=== WORK TO BE COMPLETED ===
Among the entries below, please show each line that carries the word "tree".
+-------+
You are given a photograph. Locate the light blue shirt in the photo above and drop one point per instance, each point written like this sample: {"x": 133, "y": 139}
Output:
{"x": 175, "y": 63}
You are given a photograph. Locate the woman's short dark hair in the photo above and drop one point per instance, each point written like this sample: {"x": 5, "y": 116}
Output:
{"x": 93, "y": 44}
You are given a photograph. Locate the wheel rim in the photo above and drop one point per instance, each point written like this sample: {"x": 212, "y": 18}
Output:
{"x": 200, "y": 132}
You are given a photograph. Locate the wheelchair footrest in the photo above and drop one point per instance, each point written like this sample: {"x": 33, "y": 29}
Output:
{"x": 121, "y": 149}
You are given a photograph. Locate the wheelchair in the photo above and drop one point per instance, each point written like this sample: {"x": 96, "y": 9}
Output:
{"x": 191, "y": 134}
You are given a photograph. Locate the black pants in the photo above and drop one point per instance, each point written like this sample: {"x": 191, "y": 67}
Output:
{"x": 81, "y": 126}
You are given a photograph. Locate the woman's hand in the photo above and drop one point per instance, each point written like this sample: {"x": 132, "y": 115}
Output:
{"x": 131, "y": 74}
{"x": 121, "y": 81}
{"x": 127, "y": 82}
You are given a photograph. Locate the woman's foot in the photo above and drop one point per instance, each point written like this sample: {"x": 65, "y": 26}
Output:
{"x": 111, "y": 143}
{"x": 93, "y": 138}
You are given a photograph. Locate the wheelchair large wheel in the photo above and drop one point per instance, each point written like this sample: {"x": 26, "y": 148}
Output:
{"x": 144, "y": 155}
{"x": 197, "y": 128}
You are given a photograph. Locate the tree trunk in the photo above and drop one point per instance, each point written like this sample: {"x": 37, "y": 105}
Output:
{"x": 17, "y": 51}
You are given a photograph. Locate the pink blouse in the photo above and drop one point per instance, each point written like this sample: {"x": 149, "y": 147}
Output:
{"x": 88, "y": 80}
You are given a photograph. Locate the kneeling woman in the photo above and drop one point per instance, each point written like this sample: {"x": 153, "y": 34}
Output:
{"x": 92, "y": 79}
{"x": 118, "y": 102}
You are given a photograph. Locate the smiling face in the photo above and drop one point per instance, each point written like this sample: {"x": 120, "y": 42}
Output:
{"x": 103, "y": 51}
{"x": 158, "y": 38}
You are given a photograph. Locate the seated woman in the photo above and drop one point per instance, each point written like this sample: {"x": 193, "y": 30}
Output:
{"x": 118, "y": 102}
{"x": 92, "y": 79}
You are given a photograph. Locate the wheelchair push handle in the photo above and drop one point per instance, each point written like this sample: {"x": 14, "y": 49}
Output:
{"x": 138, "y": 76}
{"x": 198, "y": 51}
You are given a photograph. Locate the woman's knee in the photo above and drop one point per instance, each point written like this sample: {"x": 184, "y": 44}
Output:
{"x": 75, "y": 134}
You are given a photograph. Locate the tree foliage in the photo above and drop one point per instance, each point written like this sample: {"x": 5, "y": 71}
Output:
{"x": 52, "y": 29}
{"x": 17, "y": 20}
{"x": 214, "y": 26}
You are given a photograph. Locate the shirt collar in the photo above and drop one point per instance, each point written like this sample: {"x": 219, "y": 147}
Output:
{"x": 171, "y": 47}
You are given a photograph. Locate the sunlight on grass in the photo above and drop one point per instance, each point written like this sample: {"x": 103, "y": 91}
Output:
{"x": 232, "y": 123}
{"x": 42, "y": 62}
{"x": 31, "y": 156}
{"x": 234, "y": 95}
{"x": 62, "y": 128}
+-------+
=== FINISHED TASK ===
You are given a photograph. Locate the tree trunk in the photo above and drop one point per instance, each point written like this sample: {"x": 37, "y": 105}
You are given a photograph. Locate the tree foliage in the photo above and drop one point per instance, each point written like this sample: {"x": 5, "y": 71}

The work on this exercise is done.